====== Lesetext
Üblicherweise würde man ja bei so einem Road Trip Stringer vorausschicken, die dann im Vorfeld schon recherchieren, was sich links und rechts am Wegesrand so findet.
Das ist genau das, was ich auch so kannte und wie man sich solche Projekte üblicherweise ökonomisch überhaupt leisten kann. Das Kamerateam ist dann vielleicht an zehn oder 15 Tagen dabei und dreht die Highlights, oder die Leute filmen sich komplett selbst. Bei uns war es eine Sonderform, die unabhängig über eine Brauerei finanziert war und es gab auch keine große Gage.
Wir sind dann ins Blaue losgefahren. Das war schon cool, wir waren einfach neugierig und haben uns auch anpassen müssen, zum Beispiel die Strecke ganz anders zu fahren. Denn wir haben schnell festgestellt, dass der Highway immer gleich ausschaut! Aber sobald wir die Interstate verlassen haben, hat sich einiges zufällig ergeben und das war einfach genial.
Wir haben uns dann viel auf den Zufall verlassen und geschaut, was passiert. Aber selbst in den zweieinhalb Monaten, die wir unterwegs waren, hatte ich trotzdem das Gefühl, nicht so viel Zeit zu haben, wie man gern hätte. Wir haben im Prozess festgestellt, dass man an einem Ort schon zwei oder drei Tage braucht, bis man jemanden kennenlernt und sich etwas aufbaut, dass eine kleine Geschichte entsteht und das war uns wichtig. Es gibt viele Reisefilme, in denen die Reisenden sehr auf sich bezogen sind und bei denen ich immer den Wunsch vermisst habe, auf Augenhöhe etwas vom Land und den Leuten kennenzulernen.
Welche Technik hast du eingesetzt? Auf dem Roadtrip, also in den USA, hatten wir uns dazu entschieden, das Ganze mit einem Touristenvisum zu machen. Das war ein Grund, warum wir nicht so viel Ausrüstung mitnehmen wollten oder konnten. Deswegen haben wir auf der Blackmagic Design URSA Mini Pro gedreht, mit verschiedensten Fotoobjektiven. Am Anfang habe ich mich stark auf eine Reihe von Canon-Fotozooms konzentriert und habe ab ungefähr der Mitte des Drehs, weil wir da auch für den Ton einen Adapter brauchten, Leica-R-Objektive eingesetzt, die ich eigentlich nur zum Fotografieren dabeihatte. Ab da habe ich nur noch mit denen gedreht! Das merkt man auch im Film, man sieht, dass sich bildlich etwas verändert, sowohl von der Landschaft her als auch optisch. Um den szenischen Part in Deutschland abzusetzen, haben wir dort mit einer ARRI ALEXA Mini mit Hawk-Anamorphoten, Schiene und Dolly gedreht.
============
====== Gespeicherte Daten
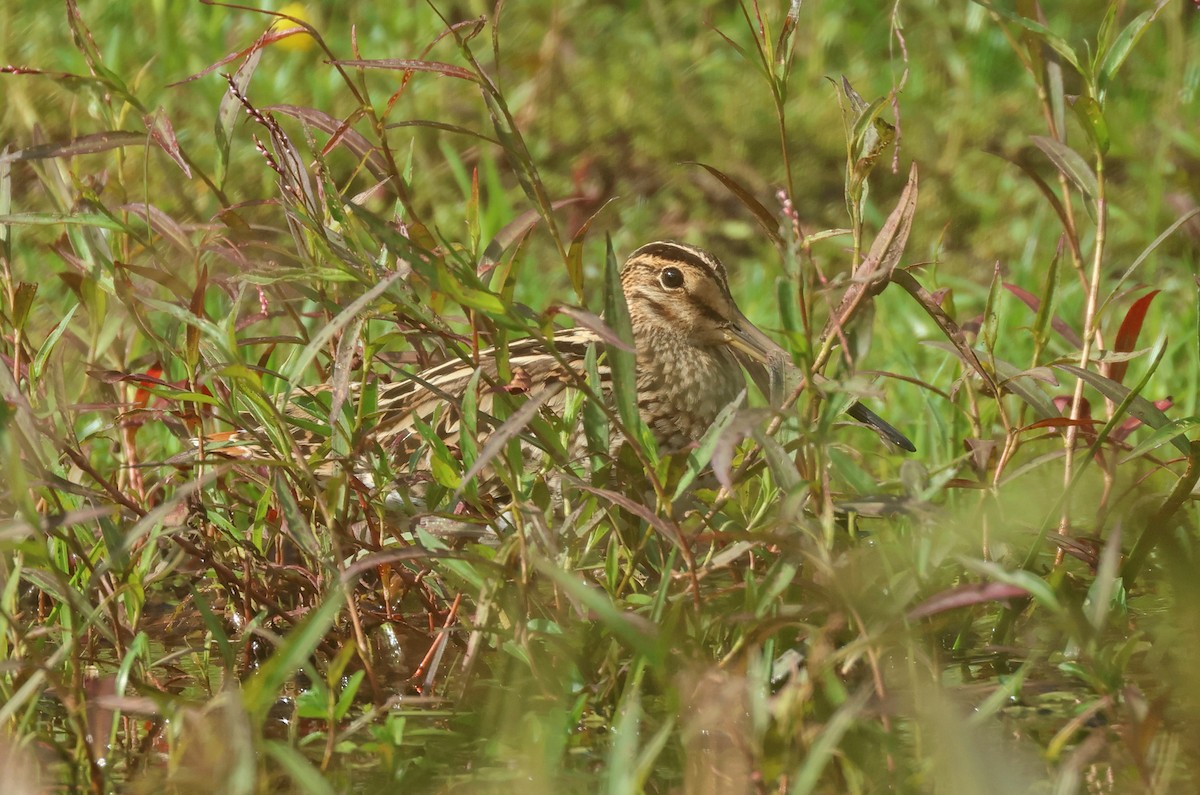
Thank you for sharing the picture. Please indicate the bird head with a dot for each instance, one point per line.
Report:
(676, 290)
============
#### [Anforderungen]
Schreibe den Lesetext über die Dreharbeiten auf dem Roadtrip im Anschluss an seinen letzten Satz weiter.

#### [Die Antwort]
Welche Funktion hatten die szenischen Anteile im Film? Am Ende der Reise hatten wir um die 500 Stunden Material, an das sich dann der Editor Kilian Wiedemann gesetzt hat. Der hat dann so 20 oder 25 10-minütige Snippets geschnitten, was uns dann im Rohschnitt die Möglichkeit gegeben hat, herauszufinden, wie genau wir das Stück erzählen wollten. Es war natürlich klar, dass sich „Von A nach B“ anbietet, aber es war noch offen, wie genau das funktionieren könnte. Nach einem Jahr gab es dann so etwas wie einen Rohschnitt, wo wir festgestellt haben, an welchen Stellen die Erzählung Lücken hat, die man noch füllen muss oder wo es vom Rhythmus einfach schön wäre, die Reise zu verlassen und so verschiedene Kapitel zu bilden.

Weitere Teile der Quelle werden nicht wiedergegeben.